Rewrite the lines from the one containing "Outline every instance of the red" through the end of the rows, both included, changing "bird reflection" to "mirrored bird" and leaving everything else as it is. Omit the pictures from your answer.

○ ○ ○ ○ ○ ○ ○

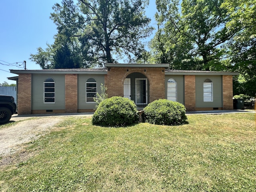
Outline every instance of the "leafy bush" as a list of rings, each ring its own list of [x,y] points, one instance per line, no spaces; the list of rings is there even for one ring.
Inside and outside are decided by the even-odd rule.
[[[122,126],[138,121],[137,106],[128,98],[115,96],[102,101],[92,116],[92,123],[108,126]]]
[[[159,99],[144,108],[145,121],[158,125],[178,125],[187,122],[186,108],[182,104],[167,99]]]

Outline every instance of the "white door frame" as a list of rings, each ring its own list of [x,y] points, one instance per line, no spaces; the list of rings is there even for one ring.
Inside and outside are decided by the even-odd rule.
[[[126,78],[124,82],[124,97],[131,99],[131,78]]]
[[[140,96],[140,92],[139,91],[137,91],[138,85],[137,83],[138,80],[146,80],[146,103],[138,103],[137,101],[137,98],[138,96]],[[148,79],[147,78],[135,78],[135,104],[148,104]]]

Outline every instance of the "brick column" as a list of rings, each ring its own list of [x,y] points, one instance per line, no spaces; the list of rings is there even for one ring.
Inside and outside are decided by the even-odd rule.
[[[77,113],[78,108],[77,74],[65,75],[65,112]]]
[[[133,73],[140,73],[145,75],[149,84],[148,102],[165,98],[164,68],[162,67],[111,67],[105,78],[108,97],[124,96],[124,78]]]
[[[188,111],[196,110],[196,76],[184,75],[185,106]]]
[[[232,75],[222,76],[222,90],[223,110],[232,110],[233,106],[233,76]]]
[[[31,74],[19,74],[17,108],[19,115],[31,114],[32,76]]]

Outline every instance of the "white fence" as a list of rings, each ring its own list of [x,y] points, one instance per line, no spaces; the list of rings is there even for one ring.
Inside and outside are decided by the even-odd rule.
[[[14,102],[17,104],[17,91],[16,86],[0,86],[0,95],[10,95],[14,98]]]

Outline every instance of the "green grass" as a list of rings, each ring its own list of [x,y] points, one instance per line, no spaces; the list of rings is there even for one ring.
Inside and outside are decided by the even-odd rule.
[[[0,168],[1,191],[251,192],[255,114],[188,116],[189,124],[92,125],[70,117]]]

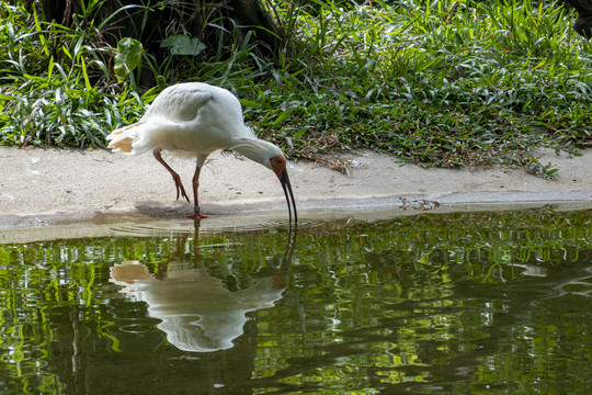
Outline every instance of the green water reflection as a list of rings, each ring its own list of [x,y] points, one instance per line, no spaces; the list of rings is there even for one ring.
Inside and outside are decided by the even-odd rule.
[[[592,211],[139,235],[0,245],[2,394],[592,387]]]

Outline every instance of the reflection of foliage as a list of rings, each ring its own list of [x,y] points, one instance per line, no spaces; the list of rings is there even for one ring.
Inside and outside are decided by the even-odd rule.
[[[281,264],[286,237],[270,230],[202,234],[198,249],[187,234],[0,246],[0,365],[7,383],[14,393],[25,386],[59,392],[73,385],[67,377],[72,368],[48,370],[50,361],[75,359],[91,347],[105,350],[106,359],[125,354],[129,339],[122,339],[122,328],[130,324],[116,313],[124,302],[109,283],[113,262],[139,260],[153,273],[172,261],[204,266],[238,290]],[[430,383],[440,374],[434,366],[467,353],[477,356],[464,363],[483,384],[526,382],[549,358],[578,371],[581,362],[566,350],[582,361],[592,358],[585,347],[590,328],[577,307],[570,313],[565,304],[590,296],[590,273],[577,269],[590,258],[590,211],[310,224],[298,234],[287,295],[257,314],[253,385],[274,377],[282,387],[340,392]],[[537,270],[553,275],[537,276]],[[128,314],[143,319],[133,325],[151,327],[141,305],[129,306]],[[503,312],[513,313],[500,318]],[[549,317],[555,312],[559,318]],[[500,350],[512,348],[524,352],[508,364]],[[565,373],[558,366],[548,371]]]

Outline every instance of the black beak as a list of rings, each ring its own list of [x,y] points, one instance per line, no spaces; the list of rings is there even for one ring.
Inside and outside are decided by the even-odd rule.
[[[282,188],[284,189],[284,194],[286,195],[286,202],[288,204],[288,215],[289,215],[289,225],[292,225],[292,207],[294,207],[294,224],[298,225],[298,214],[296,213],[296,201],[294,200],[294,194],[292,193],[292,185],[289,184],[289,178],[287,177],[287,170],[284,169],[282,172],[282,178],[280,179]],[[288,195],[289,192],[289,195]],[[292,199],[292,207],[291,207]]]

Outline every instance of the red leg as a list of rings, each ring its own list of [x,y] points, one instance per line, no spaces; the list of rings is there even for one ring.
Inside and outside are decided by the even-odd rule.
[[[162,149],[160,148],[155,148],[152,155],[160,162],[160,165],[164,166],[164,169],[167,169],[171,173],[174,181],[174,187],[177,188],[177,200],[179,200],[179,192],[181,192],[181,196],[185,198],[187,200],[187,203],[191,203],[187,194],[185,193],[185,189],[183,188],[183,183],[181,182],[181,177],[179,177],[179,174],[164,161],[164,159],[162,159],[162,156],[160,156],[161,150]]]
[[[201,213],[200,200],[197,198],[197,188],[200,188],[200,171],[202,171],[202,169],[200,169],[198,166],[195,166],[195,174],[193,174],[193,198],[195,200],[195,205],[193,206],[193,214],[187,216],[187,218],[192,218],[194,221],[207,218],[207,215]]]

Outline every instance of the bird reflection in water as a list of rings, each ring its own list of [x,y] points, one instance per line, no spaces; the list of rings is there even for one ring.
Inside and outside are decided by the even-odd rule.
[[[200,260],[198,228],[194,249]],[[111,281],[122,292],[148,304],[148,315],[161,320],[158,328],[171,345],[183,351],[212,352],[229,349],[243,334],[247,313],[273,307],[287,286],[286,271],[292,259],[296,229],[288,236],[288,246],[271,276],[261,278],[246,289],[231,292],[220,279],[208,275],[201,264],[183,269],[174,261],[183,251],[187,235],[178,244],[178,253],[152,274],[138,261],[125,261],[111,268]]]

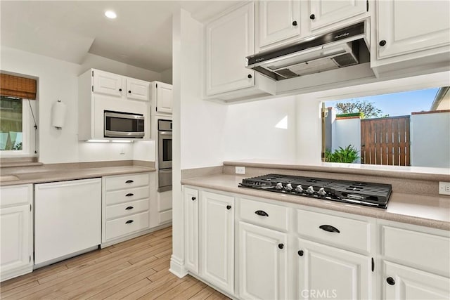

○ ○ ○ ○ ○ ○ ○

▶ _Solution for this task_:
Outline every instance of the red leg as a list of rings, each ring its own list of [x,y] points, one instance per line, no spaces; the list of rings is there even for one ring.
Inside and outside are decided by the even-odd rule.
[[[162,149],[160,148],[155,148],[152,155],[160,162],[160,165],[164,166],[164,169],[167,169],[171,173],[174,181],[174,187],[177,188],[177,200],[179,200],[179,192],[181,192],[181,196],[185,198],[187,200],[187,203],[191,203],[187,194],[185,193],[185,189],[183,188],[183,183],[181,182],[181,177],[179,177],[179,174],[164,161],[164,159],[162,159],[162,156],[160,156],[161,150]]]
[[[201,213],[200,200],[197,198],[197,188],[200,188],[200,171],[202,171],[202,169],[200,169],[198,166],[195,166],[195,174],[193,174],[193,198],[195,200],[195,205],[193,206],[193,214],[187,216],[187,218],[192,218],[194,221],[207,218],[207,215]]]

Outline every instance of the mirrored bird in water as a list of rings, each ring its own list of [x,y] points, one instance per line, no spaces; the list of rings is there even for one ring.
Inside and outside are decided by the even-odd rule.
[[[200,260],[198,228],[194,249]],[[111,281],[122,292],[148,304],[148,315],[161,320],[158,328],[171,345],[183,351],[212,352],[229,349],[243,334],[247,313],[273,307],[287,286],[286,271],[292,259],[296,229],[288,236],[288,246],[271,276],[261,278],[246,289],[231,292],[220,279],[208,275],[201,264],[183,269],[174,261],[183,251],[187,235],[178,244],[178,253],[152,274],[138,261],[125,261],[111,268]]]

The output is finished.